AIM OF THE EXERCISE: Please restate each entry word for word and leave the pictures out.

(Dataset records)
◆ ◆ ◆ ◆ ◆
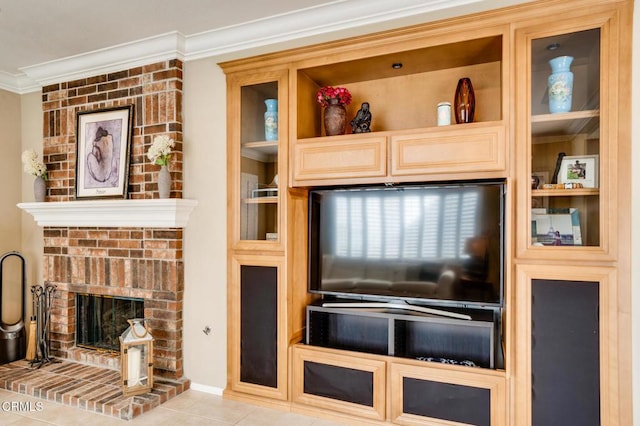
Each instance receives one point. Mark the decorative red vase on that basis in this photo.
(464, 103)
(335, 118)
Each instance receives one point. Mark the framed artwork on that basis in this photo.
(579, 169)
(103, 139)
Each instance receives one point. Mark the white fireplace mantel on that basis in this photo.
(155, 213)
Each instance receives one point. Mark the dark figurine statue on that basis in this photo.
(361, 123)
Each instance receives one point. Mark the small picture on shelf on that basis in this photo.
(538, 179)
(582, 169)
(555, 227)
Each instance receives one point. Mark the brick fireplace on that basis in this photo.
(137, 262)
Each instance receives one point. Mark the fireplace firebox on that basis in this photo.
(100, 320)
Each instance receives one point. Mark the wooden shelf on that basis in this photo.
(261, 200)
(565, 192)
(261, 147)
(567, 123)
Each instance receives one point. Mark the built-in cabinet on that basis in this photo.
(564, 349)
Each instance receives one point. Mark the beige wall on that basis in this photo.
(205, 238)
(635, 208)
(31, 133)
(10, 195)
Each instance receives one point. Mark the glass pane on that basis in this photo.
(259, 162)
(565, 151)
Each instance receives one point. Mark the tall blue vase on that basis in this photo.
(271, 120)
(560, 85)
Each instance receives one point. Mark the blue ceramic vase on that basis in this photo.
(560, 85)
(271, 120)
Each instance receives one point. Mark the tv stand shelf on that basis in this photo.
(406, 334)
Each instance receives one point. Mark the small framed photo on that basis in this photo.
(581, 169)
(538, 179)
(103, 140)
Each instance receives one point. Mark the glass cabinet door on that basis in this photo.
(565, 139)
(259, 136)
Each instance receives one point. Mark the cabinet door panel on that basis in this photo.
(429, 393)
(327, 159)
(447, 401)
(477, 147)
(259, 325)
(338, 381)
(565, 356)
(566, 321)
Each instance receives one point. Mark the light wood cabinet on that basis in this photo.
(514, 137)
(471, 148)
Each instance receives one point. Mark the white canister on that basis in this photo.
(444, 113)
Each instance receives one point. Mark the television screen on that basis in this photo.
(425, 244)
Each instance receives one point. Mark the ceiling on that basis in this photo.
(44, 42)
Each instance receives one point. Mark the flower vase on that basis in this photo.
(335, 118)
(560, 85)
(40, 189)
(164, 182)
(271, 120)
(464, 102)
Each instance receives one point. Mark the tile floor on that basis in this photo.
(189, 408)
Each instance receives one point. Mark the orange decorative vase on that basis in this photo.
(464, 103)
(335, 118)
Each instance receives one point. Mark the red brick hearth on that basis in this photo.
(143, 263)
(128, 262)
(85, 387)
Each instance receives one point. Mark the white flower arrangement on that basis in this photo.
(160, 150)
(32, 165)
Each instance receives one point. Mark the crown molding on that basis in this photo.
(321, 20)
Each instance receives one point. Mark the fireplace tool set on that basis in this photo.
(42, 297)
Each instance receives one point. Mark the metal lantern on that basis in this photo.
(136, 358)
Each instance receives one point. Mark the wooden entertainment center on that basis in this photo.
(565, 324)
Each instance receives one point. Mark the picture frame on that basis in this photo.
(103, 143)
(556, 227)
(582, 169)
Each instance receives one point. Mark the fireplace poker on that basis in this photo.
(44, 301)
(31, 344)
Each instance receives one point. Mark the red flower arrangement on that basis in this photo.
(327, 93)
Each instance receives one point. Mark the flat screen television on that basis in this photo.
◆ ◆ ◆ ◆ ◆
WRITTEN ANSWER:
Each instance receives one point. Mark the decorative red vase on that basis in this photo.
(464, 103)
(335, 118)
Each instance receives one point. Mark the framed artwork on that basis in this photo.
(579, 169)
(103, 139)
Each instance receives one point. Mark the white fireplace mantel on that basis in this photo.
(155, 213)
Each instance receives one point. Mark the dark figurine statue on that basis in this photo.
(361, 123)
Each instance receives one point. Mark the small picture on shelf on that basis in this photo.
(538, 179)
(582, 169)
(555, 227)
Each instance receives one point. Mark the brick fireplace on that basis in this photo.
(137, 262)
Each instance receives one point. Mark the fireplace firebox on that basis in this photo.
(100, 320)
Each instance receives one point. Mark the wooden shelf on that basis in this photo.
(261, 200)
(565, 192)
(261, 147)
(567, 123)
Each instance receives one point. Mark the built-in cabinet on that basis in this photo.
(564, 349)
Each instance receives one point. Mark the beige wall on that basis in this photo.
(205, 238)
(635, 208)
(31, 133)
(10, 195)
Each instance receives one point. Mark the glass pane on that basis in this photo.
(259, 162)
(565, 151)
Each instance receives one point. Mark the tall blue vase on that basis in this photo.
(271, 120)
(560, 85)
Each instance receives one point. Mark the blue ceramic vase on that basis in this photo.
(560, 85)
(271, 120)
Each instance receives one point. Mark the tv stand shelf on that basis in this photo.
(406, 334)
Each instance receives one point. Mark the small framed photo on that basis in this photo.
(581, 169)
(538, 179)
(103, 140)
Each instance receives one point. Mark the glass cabinet door on that basis in this photo.
(565, 139)
(259, 136)
Each instance receives one point. Mark the cabinet door panel on that basis in this photo.
(429, 393)
(327, 159)
(447, 401)
(477, 147)
(259, 325)
(338, 381)
(565, 356)
(566, 321)
Each instance receives one point. Mark the light wood cabinet on that basis in this photo.
(514, 137)
(471, 148)
Each instance receives one point. Mark the white canister on that basis in this photo.
(444, 113)
Each instance receives one point. Mark the television screen on that basis in this photo.
(425, 244)
Each instance receives one point. Mark the ceiling on that basis in this photo.
(44, 42)
Each instance receives one point. Mark the flower vase on that basis in this photo.
(335, 118)
(560, 85)
(40, 189)
(164, 182)
(271, 120)
(464, 102)
Each instance receives one point. Mark the tile floor on that basis in this photo.
(189, 408)
Each instance receives one point. Mark the orange decorative vase on that basis in this photo.
(464, 103)
(335, 118)
Each instance receives one point. Mark the red brick hearth on that basis in this photo.
(143, 263)
(128, 262)
(85, 387)
Each instance receives one point. Mark the white flower arrangement on that basis in this photo.
(160, 150)
(32, 165)
Each instance receives one point. Mark the crown molding on that basis in this photo.
(321, 20)
Each instance receives one point. Mark the fireplace tool set on that basis in this photo.
(42, 297)
Each instance receives one point. Mark the metal lantern on that basis in this photo.
(136, 358)
Each instance receives one point. Mark the wooden entertainment center on that basis in this photo.
(565, 324)
Each instance receives one point. Mark the picture frame on that basis in this photo.
(103, 143)
(556, 227)
(582, 169)
Each instance receives one point. Mark the fireplace poker on that basis in this photo.
(44, 301)
(31, 344)
Each instance receives one point. Mark the red flower arrangement on that basis in this photo.
(327, 93)
Each instance receives one point. Mark the flat screen television on that basis in this photo.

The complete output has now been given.